Li’s days begin with a video chat around 5 a.m., a chance to talk with her children in China before a company shuttle takes her from suburban Columbus to the factory. Many of the Chinese workers at Illuminate work 12-hour shifts, six days a week, logging 60% more hours every month than the plant’s typical American employees. 

Longi’s expats went through language training, though most rely on translators to communicate with their trainees. They also got a crash course in American culture, with advice to avoid commenting on race, skin color or body type. Li said her American colleagues have been kind.

“I hadn’t been out of China before. Now I get to come out and take a look,” she said. Li pegged her timeline at “two or three years. After that I’ll go back. Then I can say I’m a person who has been to the United States!” 

Illuminate is leaning into its heartland identity. Its website touts its role “investing in Ohio” and “onshoring America’s supply chains.” It’s partnering with local high schools for a robotics challenge and also has sponsored the city’s summer fireworks and its roughly 60-year-old fall festival.

Information given -

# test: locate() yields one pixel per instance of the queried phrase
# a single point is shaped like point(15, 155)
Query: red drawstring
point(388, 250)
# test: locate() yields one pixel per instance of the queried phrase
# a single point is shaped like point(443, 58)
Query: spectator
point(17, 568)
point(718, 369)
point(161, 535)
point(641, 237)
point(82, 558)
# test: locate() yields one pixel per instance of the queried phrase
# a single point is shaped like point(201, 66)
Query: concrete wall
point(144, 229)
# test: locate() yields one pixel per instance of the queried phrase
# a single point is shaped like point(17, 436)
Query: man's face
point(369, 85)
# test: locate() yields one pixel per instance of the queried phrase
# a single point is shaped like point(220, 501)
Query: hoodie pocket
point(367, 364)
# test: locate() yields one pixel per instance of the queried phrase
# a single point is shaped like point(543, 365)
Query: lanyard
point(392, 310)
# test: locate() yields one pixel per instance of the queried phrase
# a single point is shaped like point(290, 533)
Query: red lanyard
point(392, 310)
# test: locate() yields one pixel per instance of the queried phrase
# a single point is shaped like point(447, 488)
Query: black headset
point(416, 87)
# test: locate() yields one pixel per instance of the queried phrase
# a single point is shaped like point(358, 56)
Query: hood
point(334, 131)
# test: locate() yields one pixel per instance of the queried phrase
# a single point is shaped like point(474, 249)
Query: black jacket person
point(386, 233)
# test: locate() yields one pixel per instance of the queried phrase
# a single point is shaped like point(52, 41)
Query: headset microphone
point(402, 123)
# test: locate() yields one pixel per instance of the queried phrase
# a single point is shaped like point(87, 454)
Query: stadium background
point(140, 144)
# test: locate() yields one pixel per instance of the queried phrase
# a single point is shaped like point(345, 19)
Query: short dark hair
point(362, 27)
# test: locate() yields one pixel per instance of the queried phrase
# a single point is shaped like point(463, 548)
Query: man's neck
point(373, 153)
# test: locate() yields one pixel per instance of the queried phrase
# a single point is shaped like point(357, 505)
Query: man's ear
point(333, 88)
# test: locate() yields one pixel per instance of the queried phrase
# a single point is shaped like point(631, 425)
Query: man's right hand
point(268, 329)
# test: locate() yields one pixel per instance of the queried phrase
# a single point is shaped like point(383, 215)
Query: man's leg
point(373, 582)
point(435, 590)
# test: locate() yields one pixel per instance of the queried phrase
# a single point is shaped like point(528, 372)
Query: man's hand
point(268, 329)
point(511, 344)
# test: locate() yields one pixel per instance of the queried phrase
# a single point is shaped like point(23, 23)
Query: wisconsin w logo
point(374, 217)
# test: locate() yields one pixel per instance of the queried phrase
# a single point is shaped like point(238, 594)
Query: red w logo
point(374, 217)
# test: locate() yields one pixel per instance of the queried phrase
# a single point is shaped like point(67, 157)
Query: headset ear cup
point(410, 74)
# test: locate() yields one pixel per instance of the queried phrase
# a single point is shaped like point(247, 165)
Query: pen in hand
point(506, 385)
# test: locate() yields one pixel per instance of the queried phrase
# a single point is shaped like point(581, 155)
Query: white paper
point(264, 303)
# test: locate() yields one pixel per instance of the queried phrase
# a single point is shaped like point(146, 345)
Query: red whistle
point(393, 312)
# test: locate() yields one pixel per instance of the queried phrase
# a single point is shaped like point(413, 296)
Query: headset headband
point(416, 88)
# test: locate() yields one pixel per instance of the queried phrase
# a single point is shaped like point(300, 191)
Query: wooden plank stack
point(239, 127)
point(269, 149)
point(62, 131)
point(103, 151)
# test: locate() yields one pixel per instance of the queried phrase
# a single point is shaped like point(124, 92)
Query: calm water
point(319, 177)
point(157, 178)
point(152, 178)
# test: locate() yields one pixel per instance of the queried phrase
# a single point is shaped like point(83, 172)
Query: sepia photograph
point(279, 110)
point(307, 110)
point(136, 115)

Exercise directions - Carry on the passage about Li and the Chinese workers at the Illuminate factory in Ohio, starting after its final sentence.

Response to the exercise -
DeRolf and other local skeptics deride these efforts as a charm offensive, albeit an effective one. It’s made it “ever so much more difficult to get this town and the people to pay attention to what we’ve got in that building,” DeRolf said.

Like DeRolf, activists in Mesquite, Texas, are taking aim at a $270 million plant that began producing panels late last year. Some 1,400 Texans now work at the factory owned by Canadian Solar Inc. — and while the company’s corporate headquarters are in Ontario, most of its directors and much of its manufacturing reside in China. 

Foreign direct investment has always been critical to countries trying to build domestic industry. In the late 1990s, China, for its part, welcomed Western automakers, providing access to its growing market while learning from their decades of experience.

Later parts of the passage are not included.